WHAT YOU NEED TO DO.
Where the records below begin, start copying, and stop after the line that contains "positive clicks: (215, 183)"; reproduce every line exactly but omit pictures.
--- --- ---
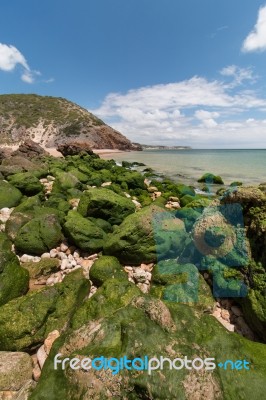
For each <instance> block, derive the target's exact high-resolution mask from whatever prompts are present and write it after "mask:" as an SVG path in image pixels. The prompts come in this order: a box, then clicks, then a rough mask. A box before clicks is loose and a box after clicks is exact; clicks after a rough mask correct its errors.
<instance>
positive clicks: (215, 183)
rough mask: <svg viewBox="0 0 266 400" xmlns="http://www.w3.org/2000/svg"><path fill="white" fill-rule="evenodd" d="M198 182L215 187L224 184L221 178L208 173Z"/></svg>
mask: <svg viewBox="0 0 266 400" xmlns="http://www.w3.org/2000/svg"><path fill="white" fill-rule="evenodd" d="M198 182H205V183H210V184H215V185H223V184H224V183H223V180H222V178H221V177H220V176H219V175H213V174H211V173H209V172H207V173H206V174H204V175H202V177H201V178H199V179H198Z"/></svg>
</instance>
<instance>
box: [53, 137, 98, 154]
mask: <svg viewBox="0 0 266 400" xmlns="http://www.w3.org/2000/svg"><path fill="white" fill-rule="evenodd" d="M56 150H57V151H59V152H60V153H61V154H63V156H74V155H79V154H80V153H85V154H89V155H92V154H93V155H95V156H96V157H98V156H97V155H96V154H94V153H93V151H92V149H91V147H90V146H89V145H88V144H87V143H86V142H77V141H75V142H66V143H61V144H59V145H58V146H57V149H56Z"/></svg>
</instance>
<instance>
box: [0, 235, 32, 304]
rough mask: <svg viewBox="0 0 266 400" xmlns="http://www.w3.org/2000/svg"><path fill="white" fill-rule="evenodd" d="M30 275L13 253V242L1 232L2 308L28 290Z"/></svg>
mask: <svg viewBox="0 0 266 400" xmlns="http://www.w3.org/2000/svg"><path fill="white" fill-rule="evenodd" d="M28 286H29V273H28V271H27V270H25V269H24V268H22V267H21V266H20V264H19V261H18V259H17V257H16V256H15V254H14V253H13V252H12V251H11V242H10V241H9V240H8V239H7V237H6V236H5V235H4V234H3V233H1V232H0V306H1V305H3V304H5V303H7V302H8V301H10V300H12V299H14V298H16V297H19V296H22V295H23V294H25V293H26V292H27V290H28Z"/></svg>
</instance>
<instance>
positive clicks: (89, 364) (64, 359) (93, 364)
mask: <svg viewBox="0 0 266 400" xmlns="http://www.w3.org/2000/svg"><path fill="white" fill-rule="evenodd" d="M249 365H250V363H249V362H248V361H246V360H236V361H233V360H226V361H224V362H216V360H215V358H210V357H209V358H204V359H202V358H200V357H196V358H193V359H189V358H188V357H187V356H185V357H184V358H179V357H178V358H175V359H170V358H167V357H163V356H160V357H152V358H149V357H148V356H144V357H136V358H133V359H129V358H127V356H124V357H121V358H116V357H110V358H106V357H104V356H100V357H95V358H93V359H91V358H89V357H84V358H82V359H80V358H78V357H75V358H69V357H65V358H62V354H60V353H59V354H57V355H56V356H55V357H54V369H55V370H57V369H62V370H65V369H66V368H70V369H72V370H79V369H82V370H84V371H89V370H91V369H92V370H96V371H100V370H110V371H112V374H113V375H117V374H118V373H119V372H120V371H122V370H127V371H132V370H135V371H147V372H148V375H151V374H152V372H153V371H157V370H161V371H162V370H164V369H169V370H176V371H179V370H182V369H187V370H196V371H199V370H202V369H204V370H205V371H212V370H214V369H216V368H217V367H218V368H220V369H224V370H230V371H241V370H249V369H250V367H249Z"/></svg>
--- --- ---
ANSWER FOR THIS EXERCISE.
For each <instance> block, derive the target's exact high-resolution mask from whatever prompts are present and write it after "mask:" as an SVG path in image pixels. The prompts come in this order: a box, then clicks, then a rough mask. A box before clicks is loose and a box after clicks is exact; clicks after a rough mask correct its errors.
<instance>
positive clicks: (215, 183)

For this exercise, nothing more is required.